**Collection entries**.

Start of Block

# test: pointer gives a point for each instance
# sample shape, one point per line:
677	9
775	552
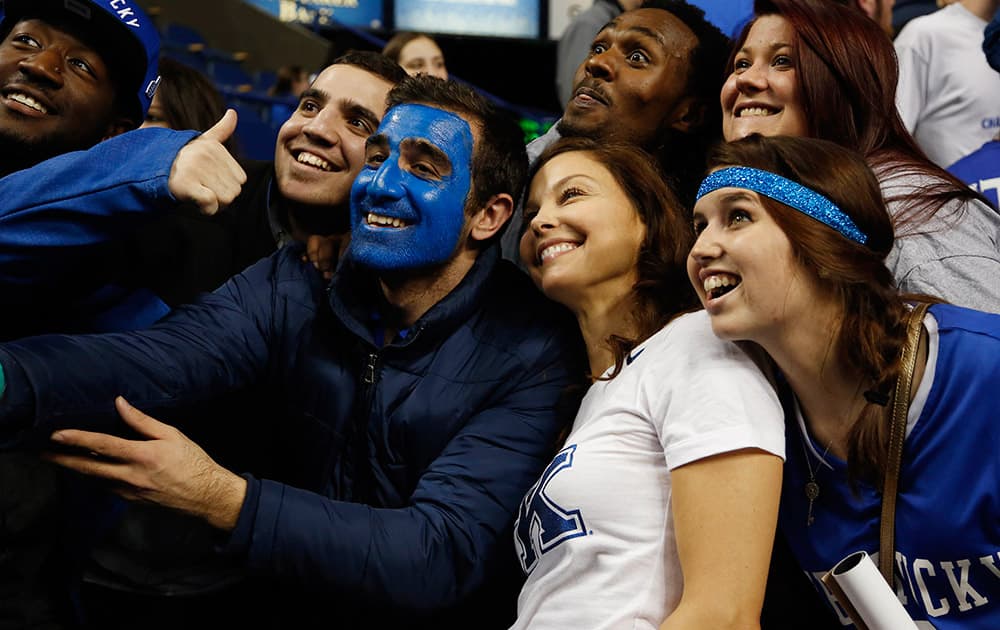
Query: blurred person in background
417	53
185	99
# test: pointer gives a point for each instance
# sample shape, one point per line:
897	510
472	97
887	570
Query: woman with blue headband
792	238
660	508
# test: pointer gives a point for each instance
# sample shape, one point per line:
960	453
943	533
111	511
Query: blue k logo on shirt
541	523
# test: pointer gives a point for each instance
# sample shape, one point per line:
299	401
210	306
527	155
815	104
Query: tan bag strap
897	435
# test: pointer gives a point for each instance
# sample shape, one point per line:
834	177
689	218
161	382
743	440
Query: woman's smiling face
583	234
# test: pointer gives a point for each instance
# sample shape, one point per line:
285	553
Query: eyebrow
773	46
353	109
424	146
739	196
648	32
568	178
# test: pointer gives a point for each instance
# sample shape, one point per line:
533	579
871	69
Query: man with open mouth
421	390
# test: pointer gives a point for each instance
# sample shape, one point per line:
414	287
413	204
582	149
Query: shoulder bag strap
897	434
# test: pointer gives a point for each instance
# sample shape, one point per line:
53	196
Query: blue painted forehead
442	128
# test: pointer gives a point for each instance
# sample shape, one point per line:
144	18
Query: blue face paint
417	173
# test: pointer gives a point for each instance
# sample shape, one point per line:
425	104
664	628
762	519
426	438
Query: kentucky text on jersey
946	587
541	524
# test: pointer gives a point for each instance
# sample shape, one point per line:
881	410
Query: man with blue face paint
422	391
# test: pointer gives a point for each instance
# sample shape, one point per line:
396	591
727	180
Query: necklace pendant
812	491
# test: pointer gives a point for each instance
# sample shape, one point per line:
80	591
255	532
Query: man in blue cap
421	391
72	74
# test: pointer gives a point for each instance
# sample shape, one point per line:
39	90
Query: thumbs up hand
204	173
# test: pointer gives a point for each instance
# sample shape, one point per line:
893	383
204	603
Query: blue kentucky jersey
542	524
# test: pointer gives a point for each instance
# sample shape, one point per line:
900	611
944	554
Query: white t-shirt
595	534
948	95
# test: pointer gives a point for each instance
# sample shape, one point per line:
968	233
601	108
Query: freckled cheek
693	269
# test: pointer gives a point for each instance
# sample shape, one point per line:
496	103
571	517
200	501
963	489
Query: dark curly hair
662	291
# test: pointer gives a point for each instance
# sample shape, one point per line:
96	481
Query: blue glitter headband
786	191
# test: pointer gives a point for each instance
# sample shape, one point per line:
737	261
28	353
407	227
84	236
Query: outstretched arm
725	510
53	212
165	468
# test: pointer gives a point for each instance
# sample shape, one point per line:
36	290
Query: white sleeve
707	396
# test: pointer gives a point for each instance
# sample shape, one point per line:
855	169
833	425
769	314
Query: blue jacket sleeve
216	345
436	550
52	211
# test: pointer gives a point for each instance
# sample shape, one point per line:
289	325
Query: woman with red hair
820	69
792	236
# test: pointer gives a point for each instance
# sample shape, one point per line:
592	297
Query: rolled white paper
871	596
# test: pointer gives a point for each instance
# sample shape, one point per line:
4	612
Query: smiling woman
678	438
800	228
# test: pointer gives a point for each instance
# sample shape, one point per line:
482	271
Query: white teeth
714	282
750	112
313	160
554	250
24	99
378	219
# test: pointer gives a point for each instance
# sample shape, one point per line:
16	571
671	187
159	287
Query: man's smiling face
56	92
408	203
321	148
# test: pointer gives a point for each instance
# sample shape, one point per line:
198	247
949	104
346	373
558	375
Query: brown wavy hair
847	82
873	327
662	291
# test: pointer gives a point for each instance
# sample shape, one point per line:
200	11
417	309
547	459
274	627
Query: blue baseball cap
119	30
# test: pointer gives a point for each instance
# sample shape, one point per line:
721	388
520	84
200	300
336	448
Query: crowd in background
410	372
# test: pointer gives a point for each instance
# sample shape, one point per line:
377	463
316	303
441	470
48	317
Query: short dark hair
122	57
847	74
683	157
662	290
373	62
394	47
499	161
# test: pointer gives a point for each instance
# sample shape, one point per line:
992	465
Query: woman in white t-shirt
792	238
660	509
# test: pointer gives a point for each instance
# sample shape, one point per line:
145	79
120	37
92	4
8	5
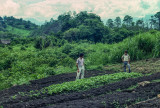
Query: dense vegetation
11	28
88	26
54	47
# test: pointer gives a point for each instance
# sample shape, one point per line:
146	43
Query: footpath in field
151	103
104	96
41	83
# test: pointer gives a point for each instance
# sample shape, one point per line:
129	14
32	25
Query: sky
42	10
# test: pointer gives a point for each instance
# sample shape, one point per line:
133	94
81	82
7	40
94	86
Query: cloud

End of Block

The job here is to write out the records exactly, pictures excluded.

# test: pointer gives a point for each instance
# sample shape, one point per line:
677	9
775	552
Query: blurred person in background
417	53
185	99
# test: pointer gives a point for each instance
# sample shape, one point per line:
897	510
472	97
887	570
Query: woman with blue headband
792	238
660	508
# test: pointer gives a point for each instance
# sample shape, one point per line:
960	453
943	533
111	511
Query: blue k logo on shirt
541	523
# test: pointer gives a point for each instance
# sample shape, one point per line:
299	401
210	306
527	155
815	104
Query: tan bag strap
897	435
# test: pointer gives a point for each instance
# sample shape, one point per line:
834	177
689	218
161	382
743	440
Query: woman's smiling face
583	234
# test: pointer gives a point for each instance
# sample shape, one point per line:
285	553
Query: eyebrow
773	46
353	109
424	146
739	196
648	32
568	178
# test: pointer gives a point for each instance
# sample shape, one point per line:
533	579
871	69
Query: man with open mouth
421	390
# test: pointer gives a point for each instance
# sample shape, one point per line:
414	287
413	204
582	149
Query: shoulder bag strap
897	434
# test: pointer gives a point for each instance
# sample shape, one point per line:
53	196
Query: blue painted forehead
442	128
# test: pointer gives a point for each instance
# sample shape, one point per line:
144	18
Query: blue face paint
417	173
# test: pointer gives a point for each instance
# sample shape, one point per line:
425	104
664	628
762	519
426	438
Query: kentucky text on jersey
946	587
541	524
# test: pointer gives a point for each instance
# sample shape, one point per line:
881	410
Query: man with blue face paint
422	391
# test: pointer gives a point for each instance
# sample shape, one point per line:
396	591
727	180
Query: necklace pendant
812	491
# test: pointer gives a point for each instance
# sample shape, one point per line:
80	591
255	532
Query: man in blue cap
421	391
72	74
# test: pointer gives a point for each instance
# sample shape, one point per line:
39	90
Query: thumbs up hand
204	173
# test: pointer gives a point for each instance
# sample shape, one point per line:
893	383
204	603
Query: blue kentucky jersey
542	524
# test: pointer gives a point for each instance
# sample shape, one point per line:
900	611
944	554
Query: white t-shirt
595	534
948	95
# test: pointer gives a point for each instance
# sample shape, one point per line:
968	233
601	108
Query: freckled cheek
693	269
# test: pointer gives a point for each instance
# sample shape, one point per line:
496	103
571	517
200	501
963	489
Query: dark curly hair
662	291
# test: pointer gives a point for each instance
# sample shape, one point per line:
96	481
Query: blue glitter headband
786	191
# test: pointer gives a point for each instance
# sample shape, one point per line:
737	261
28	353
407	227
84	236
Query: outstretched arm
725	510
53	212
165	468
# test: pointer gives a point for each instance
# sample shape, one point per line:
36	290
Query: white sleeve
707	396
# test: pointer gives a point for each instance
# sample shape, one point per line:
855	169
833	425
769	314
Query: blue jacket sleeve
216	345
436	550
52	211
# test: pointer gives a point for each instance
# sample shape, one point per line:
289	325
Query: woman with red hair
820	69
792	236
# test: pointer gives a point for each instance
# sample shape, one point per line:
592	297
Query: rolled white paper
871	596
# test: pointer gives a point for each instance
# sample shape, one point per line:
4	612
Query: smiling woman
678	438
800	228
# test: pointer gives a point for each instance
# sample shape, one point per line:
482	271
Query: white teeth
714	282
750	112
313	160
554	250
24	99
378	219
# test: pointer gives a point for each instance
# sample shape, one point per line:
16	571
671	187
159	287
Query: man's smiling face
56	92
408	203
321	148
# test: pointer gives a point for each instance
# sample shape, one point per line:
198	247
949	104
346	373
558	375
Query: brown wavy hair
847	82
873	327
662	291
# test: pointer gives a point for each instance
# sample shape, one point per line:
200	11
417	309
547	459
274	627
Query: blue baseball cap
119	30
# test: pointer gives a point for each instance
# sample shape, one point per line:
721	388
520	84
200	300
336	448
Query: crowd in background
410	372
# test: pointer gives a point for each instance
# sample shape, one point per line:
377	463
316	303
441	470
48	317
Query: short dark hair
122	57
847	74
683	157
662	290
373	62
394	47
499	161
# test: pointer gives a point for each instance
# sample shape, one point per line:
992	465
Query: woman in white t-shirt
792	238
660	509
# test: pointer gives a point for each instance
# sample shape, one point per line:
145	79
120	37
92	4
8	5
Query: dense vegetation
11	28
88	26
54	47
# test: pointer gives a point for each instance
# sample shape, one point per line:
146	43
Query: footpath in field
151	103
104	96
41	83
# test: pointer gives a point for each instance
# sample shape, one point per line:
129	14
32	25
Query: sky
42	10
# test: pointer gives a point for each instance
# sample shape, one point per line:
133	94
81	82
7	40
94	86
Query: cloud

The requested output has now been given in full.